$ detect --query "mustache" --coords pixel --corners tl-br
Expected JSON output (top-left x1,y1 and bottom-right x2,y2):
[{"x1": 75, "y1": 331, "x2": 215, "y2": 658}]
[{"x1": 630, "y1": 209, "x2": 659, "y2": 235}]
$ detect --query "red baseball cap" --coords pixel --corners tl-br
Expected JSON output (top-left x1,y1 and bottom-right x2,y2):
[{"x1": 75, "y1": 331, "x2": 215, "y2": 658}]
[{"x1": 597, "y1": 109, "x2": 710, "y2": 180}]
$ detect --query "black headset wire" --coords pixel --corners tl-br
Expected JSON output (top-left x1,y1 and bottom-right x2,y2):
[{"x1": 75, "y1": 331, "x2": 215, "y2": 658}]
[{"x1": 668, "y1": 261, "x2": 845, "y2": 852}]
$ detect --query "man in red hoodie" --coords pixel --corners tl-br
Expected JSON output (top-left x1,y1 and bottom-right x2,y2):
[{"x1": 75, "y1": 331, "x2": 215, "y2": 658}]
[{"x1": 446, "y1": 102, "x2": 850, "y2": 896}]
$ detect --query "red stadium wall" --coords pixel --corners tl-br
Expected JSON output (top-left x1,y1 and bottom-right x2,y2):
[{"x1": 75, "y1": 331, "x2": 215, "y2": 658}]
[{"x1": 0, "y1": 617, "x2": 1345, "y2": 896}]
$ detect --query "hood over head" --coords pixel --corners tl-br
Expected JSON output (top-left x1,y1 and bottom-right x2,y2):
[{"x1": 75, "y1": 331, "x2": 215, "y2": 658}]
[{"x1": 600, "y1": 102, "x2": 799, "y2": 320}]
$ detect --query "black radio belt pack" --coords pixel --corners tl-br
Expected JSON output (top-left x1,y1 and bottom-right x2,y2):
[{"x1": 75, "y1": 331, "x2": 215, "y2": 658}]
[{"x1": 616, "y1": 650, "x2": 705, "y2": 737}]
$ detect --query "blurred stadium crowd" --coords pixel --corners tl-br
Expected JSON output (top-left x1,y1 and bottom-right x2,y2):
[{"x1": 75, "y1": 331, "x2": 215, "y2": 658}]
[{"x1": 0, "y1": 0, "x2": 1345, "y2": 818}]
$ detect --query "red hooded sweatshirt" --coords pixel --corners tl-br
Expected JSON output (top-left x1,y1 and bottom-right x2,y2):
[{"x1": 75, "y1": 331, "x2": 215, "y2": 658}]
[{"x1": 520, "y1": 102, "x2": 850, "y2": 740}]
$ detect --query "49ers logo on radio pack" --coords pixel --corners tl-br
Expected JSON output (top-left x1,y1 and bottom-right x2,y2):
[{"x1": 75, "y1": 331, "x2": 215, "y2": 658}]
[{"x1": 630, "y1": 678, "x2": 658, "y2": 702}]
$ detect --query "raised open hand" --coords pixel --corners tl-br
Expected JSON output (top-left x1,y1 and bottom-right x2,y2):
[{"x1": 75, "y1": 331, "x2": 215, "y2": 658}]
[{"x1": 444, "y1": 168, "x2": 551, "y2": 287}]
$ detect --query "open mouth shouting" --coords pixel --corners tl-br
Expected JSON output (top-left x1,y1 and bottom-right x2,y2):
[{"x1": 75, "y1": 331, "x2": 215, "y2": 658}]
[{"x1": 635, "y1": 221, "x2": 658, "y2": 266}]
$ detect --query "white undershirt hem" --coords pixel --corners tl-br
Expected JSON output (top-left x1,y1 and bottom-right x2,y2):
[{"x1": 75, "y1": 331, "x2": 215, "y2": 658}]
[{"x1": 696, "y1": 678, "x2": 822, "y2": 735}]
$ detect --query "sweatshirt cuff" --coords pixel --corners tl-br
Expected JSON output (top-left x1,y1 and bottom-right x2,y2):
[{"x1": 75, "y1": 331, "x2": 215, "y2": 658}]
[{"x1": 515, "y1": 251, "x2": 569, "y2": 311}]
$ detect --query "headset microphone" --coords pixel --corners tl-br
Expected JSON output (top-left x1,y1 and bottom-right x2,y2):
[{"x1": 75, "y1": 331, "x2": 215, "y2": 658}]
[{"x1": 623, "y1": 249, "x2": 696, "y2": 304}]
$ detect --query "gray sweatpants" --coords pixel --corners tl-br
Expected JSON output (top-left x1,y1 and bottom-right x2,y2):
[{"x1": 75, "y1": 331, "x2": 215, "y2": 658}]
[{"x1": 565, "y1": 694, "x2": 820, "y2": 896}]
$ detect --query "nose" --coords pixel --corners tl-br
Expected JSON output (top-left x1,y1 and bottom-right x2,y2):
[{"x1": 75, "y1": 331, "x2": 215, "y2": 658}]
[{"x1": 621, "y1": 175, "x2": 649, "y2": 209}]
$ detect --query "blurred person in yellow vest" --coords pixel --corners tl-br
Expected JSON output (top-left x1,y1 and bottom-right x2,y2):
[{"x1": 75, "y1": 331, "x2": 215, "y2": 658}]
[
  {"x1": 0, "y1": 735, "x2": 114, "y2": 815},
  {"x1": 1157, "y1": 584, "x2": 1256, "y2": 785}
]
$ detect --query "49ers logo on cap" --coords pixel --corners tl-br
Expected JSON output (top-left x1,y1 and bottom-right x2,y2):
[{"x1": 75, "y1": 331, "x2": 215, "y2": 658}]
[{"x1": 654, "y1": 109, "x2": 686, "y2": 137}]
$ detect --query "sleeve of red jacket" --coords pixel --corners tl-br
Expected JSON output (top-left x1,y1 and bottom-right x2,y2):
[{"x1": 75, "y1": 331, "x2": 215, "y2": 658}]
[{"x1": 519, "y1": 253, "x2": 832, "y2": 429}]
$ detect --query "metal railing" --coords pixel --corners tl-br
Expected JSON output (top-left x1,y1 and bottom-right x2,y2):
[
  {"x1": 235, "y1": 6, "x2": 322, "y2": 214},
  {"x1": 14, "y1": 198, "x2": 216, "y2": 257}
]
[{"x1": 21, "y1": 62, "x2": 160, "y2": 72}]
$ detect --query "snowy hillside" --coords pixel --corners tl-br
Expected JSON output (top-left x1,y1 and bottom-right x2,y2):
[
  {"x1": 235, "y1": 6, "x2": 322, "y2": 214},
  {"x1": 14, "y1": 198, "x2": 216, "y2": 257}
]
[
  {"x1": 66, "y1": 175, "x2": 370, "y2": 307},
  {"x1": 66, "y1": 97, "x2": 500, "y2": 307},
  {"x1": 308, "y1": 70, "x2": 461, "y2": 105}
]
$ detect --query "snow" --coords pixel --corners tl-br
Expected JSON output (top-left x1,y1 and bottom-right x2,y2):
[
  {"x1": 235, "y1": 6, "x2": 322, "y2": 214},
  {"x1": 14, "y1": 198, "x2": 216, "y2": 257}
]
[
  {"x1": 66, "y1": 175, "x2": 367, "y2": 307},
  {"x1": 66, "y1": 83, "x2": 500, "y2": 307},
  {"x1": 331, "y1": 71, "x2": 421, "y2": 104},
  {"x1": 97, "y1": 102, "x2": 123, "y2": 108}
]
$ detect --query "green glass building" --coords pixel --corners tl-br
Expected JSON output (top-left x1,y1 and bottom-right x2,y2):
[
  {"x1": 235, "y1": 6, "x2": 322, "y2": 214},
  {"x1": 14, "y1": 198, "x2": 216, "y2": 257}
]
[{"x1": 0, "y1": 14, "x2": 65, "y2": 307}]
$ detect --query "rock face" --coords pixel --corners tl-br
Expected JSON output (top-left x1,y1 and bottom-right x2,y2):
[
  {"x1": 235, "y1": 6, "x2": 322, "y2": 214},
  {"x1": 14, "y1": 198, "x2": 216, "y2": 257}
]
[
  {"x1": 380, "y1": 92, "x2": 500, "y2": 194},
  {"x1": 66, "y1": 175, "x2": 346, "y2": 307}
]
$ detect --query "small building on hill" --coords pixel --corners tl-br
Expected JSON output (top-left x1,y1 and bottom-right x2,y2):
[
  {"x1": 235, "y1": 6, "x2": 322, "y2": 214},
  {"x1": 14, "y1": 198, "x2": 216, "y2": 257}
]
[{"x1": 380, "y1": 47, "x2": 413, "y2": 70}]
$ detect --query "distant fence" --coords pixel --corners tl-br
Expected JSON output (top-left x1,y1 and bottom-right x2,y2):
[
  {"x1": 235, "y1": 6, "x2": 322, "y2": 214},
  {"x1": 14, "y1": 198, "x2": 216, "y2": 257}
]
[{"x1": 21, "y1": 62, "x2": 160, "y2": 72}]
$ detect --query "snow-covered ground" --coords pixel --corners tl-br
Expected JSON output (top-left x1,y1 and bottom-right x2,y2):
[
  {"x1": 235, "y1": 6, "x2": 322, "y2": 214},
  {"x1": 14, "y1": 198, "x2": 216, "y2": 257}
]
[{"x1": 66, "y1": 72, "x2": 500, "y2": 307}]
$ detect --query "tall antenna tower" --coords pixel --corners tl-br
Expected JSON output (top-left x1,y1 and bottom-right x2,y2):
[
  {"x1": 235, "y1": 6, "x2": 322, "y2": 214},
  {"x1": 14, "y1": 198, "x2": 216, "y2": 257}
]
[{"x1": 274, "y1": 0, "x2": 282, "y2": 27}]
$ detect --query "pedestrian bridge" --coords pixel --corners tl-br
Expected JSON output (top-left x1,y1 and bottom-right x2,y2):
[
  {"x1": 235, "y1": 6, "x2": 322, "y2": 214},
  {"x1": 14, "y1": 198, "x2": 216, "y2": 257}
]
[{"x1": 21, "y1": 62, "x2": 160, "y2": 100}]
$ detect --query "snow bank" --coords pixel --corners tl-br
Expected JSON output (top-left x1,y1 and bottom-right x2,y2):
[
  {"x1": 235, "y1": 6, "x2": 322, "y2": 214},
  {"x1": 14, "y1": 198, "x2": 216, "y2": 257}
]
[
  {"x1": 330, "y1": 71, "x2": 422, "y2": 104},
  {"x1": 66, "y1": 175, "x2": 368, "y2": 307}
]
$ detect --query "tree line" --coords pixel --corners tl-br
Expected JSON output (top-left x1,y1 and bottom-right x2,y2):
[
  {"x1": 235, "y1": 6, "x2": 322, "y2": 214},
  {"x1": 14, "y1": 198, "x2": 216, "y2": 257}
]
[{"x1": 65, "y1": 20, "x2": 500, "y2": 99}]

----

Task requirements:
Count how many lines of the data above contain the string "building", treating uppercase and lowercase as different, and reply with only that number.

Solution:
2